▶ Records for the task
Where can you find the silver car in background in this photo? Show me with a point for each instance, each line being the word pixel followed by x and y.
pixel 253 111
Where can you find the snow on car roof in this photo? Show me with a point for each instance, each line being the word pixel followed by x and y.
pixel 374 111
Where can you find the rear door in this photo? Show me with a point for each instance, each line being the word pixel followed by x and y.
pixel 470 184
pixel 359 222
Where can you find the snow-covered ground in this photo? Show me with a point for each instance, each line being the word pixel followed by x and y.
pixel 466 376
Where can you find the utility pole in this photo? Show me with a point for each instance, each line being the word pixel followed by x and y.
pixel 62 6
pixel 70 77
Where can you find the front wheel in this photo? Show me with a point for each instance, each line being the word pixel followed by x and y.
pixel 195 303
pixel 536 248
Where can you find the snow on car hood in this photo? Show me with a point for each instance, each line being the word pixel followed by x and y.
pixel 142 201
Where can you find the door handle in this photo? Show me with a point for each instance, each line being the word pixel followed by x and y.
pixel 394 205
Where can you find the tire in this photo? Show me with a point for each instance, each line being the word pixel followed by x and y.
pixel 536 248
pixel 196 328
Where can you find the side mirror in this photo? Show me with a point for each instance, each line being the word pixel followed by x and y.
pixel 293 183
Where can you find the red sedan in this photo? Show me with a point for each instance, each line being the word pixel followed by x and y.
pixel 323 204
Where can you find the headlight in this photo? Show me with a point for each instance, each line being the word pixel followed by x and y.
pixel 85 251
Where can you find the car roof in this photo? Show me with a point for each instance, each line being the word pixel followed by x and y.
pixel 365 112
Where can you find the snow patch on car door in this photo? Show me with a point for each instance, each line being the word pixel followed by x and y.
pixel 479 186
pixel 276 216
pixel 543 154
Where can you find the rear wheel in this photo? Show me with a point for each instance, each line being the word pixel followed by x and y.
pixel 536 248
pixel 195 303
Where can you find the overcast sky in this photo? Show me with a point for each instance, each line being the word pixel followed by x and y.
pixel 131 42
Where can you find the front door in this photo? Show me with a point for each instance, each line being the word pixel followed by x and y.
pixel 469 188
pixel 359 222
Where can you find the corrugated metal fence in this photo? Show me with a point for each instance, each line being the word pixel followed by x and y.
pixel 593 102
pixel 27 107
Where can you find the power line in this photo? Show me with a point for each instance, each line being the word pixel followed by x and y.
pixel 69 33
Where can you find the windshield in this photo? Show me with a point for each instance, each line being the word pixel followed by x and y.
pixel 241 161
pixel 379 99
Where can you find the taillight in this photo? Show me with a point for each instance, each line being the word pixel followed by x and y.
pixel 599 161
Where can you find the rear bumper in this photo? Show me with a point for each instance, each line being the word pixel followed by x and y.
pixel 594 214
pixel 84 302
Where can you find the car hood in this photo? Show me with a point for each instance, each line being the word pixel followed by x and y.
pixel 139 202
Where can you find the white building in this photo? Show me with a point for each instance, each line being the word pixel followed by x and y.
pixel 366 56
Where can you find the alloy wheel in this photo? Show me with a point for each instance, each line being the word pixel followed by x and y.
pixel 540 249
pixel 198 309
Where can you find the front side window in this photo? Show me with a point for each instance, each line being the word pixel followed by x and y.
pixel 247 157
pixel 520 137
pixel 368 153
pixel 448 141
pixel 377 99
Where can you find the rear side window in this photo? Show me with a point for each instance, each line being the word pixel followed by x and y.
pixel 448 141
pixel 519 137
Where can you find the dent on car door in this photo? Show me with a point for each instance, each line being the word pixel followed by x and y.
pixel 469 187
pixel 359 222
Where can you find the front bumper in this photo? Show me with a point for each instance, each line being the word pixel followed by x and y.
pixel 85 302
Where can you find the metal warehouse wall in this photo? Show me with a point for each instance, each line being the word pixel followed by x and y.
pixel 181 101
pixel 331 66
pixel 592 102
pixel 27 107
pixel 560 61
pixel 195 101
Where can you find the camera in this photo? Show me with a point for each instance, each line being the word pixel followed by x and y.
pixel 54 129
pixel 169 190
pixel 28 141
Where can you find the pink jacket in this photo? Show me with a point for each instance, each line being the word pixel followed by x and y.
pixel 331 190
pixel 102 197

▶ The exercise
Print the lines from the one containing "Where can you find the front door" through the one containing "pixel 198 309", both included, copying them exactly.

▶ Task solution
Where can you find the front door in this photo? Show me with a point for each instance, each line being the word pixel followed by x and y.
pixel 469 188
pixel 359 222
Where can you find the corrugated metal fence in this photo? Show me with a point for each instance, each line being the word pixel followed by x and y.
pixel 593 102
pixel 27 107
Where can you find the power line in this photo? Show me with a point for each instance, each line being the word pixel followed by x and y.
pixel 69 33
Where can you find the windshield in this photo? Show me with a point for each instance, each line being the word pixel followed by x and y.
pixel 241 161
pixel 379 99
Where can you find the taillight in this photo? Show me with a point for each instance, each line being the word pixel followed by x and y.
pixel 599 161
Where can you find the rear bumper in this photo? Show me with a point for each instance, each line being the word pixel followed by x and y.
pixel 594 214
pixel 84 302
Where can you find the car hood in this photo? Show me with a point for each instance, each line being the word pixel followed by x and y.
pixel 139 202
Where can you find the white building in this photo? Show me with a point for each instance, each line being the word pixel followed by x and y.
pixel 366 56
Where can you find the alloy wheel in this photo? Show me with a point for each instance, each line being the word pixel followed by x and y.
pixel 540 249
pixel 198 309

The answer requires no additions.